[Records supplied Boundary: Start]
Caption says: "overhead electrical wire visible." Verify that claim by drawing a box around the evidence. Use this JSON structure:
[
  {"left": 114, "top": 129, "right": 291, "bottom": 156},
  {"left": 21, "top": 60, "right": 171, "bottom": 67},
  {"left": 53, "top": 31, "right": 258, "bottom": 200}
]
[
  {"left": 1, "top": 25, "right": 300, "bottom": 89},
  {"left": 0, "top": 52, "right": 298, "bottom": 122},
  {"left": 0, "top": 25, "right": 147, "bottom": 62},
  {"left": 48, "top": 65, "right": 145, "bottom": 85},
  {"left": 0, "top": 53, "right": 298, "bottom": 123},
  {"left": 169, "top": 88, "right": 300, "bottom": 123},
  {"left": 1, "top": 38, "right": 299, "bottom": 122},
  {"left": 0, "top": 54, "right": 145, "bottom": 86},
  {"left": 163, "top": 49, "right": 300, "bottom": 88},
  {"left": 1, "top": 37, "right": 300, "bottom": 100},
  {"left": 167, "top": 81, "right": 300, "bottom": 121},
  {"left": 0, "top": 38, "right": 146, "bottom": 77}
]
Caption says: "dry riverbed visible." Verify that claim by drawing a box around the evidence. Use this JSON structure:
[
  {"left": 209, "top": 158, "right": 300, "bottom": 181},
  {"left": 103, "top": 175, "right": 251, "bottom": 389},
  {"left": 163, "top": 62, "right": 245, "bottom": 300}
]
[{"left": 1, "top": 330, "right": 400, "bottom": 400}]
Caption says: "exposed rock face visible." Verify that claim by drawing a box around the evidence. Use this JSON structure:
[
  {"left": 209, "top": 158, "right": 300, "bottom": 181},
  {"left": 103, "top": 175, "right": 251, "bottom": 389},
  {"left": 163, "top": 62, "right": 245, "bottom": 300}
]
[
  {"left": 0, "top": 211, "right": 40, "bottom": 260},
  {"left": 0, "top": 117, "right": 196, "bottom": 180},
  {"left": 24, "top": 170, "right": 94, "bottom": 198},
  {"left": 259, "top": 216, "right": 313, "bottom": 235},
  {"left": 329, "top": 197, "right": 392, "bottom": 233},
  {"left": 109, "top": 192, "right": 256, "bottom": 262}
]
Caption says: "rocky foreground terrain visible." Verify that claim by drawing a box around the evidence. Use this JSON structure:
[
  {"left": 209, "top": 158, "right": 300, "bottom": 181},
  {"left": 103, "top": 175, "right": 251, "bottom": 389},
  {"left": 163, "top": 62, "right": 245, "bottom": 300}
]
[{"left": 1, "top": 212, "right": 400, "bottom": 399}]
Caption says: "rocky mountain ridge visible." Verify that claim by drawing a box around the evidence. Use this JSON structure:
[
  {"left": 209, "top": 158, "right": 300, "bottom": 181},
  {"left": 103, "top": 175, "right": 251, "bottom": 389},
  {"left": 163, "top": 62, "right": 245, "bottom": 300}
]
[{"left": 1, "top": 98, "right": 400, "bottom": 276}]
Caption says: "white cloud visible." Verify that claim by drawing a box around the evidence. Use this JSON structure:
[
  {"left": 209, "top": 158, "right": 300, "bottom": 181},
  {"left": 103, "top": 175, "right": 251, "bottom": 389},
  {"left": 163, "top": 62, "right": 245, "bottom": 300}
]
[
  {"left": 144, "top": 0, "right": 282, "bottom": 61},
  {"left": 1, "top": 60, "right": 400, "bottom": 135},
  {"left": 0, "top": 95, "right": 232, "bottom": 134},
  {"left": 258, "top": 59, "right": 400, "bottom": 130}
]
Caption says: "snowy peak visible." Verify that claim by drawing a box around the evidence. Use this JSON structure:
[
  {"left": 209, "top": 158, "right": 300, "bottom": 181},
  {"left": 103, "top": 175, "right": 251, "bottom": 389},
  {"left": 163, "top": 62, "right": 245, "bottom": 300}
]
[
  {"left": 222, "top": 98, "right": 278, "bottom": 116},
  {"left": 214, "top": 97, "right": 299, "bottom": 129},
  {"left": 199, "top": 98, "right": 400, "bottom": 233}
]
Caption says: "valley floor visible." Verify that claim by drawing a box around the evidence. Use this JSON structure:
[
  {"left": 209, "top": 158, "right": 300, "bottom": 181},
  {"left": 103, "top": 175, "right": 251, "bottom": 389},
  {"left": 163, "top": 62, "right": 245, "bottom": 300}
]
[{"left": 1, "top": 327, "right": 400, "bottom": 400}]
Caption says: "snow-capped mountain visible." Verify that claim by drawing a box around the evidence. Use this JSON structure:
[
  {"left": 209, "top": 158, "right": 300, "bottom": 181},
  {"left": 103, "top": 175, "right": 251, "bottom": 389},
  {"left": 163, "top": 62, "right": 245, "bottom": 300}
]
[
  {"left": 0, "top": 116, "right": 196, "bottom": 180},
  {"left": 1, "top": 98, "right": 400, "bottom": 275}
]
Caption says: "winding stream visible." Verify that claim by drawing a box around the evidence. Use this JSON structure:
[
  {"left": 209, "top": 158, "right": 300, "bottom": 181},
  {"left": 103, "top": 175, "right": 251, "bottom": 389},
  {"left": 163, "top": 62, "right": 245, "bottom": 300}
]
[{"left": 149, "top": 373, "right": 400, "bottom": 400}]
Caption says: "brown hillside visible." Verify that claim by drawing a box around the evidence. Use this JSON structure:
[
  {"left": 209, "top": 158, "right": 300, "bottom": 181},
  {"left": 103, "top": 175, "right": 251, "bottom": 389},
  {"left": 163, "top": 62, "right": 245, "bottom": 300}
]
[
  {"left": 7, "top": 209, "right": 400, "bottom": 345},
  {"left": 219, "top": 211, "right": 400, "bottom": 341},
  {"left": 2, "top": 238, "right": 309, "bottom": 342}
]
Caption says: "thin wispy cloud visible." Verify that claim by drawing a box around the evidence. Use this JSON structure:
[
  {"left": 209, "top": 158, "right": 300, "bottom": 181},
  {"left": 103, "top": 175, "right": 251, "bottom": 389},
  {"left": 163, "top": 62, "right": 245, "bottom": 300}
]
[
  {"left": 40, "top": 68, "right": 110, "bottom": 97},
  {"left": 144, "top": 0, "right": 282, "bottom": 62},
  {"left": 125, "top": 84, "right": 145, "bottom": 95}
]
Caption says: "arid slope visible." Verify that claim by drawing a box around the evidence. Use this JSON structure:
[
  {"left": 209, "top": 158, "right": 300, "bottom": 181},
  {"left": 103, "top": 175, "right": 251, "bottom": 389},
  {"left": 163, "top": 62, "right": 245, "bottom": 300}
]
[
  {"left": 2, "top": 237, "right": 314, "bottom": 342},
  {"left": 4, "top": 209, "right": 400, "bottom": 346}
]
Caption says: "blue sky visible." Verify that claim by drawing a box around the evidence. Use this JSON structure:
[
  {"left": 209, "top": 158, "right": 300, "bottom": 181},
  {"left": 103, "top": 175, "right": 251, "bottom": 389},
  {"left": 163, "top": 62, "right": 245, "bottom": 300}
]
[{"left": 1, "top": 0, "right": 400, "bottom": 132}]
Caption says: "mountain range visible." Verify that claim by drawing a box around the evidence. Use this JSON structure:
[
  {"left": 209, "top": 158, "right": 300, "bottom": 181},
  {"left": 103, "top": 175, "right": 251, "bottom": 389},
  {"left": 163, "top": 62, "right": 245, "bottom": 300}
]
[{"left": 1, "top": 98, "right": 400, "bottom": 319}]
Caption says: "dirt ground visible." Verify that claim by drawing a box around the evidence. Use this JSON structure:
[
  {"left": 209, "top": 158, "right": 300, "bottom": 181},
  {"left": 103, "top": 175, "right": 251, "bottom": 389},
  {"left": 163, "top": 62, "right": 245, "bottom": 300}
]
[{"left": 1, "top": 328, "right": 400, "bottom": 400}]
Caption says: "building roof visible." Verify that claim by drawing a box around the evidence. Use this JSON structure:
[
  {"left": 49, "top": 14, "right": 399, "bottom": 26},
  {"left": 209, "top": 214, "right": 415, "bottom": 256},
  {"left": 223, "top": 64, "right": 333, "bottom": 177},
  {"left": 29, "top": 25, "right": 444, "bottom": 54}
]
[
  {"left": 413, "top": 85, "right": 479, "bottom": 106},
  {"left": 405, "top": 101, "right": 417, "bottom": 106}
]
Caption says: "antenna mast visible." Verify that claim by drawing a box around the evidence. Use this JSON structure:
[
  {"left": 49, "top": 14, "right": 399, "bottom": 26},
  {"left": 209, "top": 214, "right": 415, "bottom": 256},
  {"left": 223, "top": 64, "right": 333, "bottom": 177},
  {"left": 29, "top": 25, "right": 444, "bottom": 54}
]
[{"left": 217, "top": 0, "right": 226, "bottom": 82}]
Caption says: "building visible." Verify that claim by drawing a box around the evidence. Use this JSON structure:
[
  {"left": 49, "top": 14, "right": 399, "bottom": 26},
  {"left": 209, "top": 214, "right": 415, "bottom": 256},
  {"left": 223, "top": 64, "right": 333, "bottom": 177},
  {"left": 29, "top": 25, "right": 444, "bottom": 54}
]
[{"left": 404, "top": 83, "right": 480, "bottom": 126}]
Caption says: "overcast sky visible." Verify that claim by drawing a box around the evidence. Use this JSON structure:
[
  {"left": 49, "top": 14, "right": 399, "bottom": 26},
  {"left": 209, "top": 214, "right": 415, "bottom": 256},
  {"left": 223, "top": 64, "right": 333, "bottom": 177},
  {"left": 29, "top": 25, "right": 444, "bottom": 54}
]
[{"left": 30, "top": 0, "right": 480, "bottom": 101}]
[Records supplied Boundary: End]
# Directions for this task
Out of the records above, pull the lines that include the word "cloud".

# Output for this exercise
Caption says: "white cloud visible." Verify that claim by drawing a box around the evidence. Use this JSON structure:
Caption says: "thin wispy cloud visible." Verify that claim by drawing a box around the evidence. Use this JSON structure:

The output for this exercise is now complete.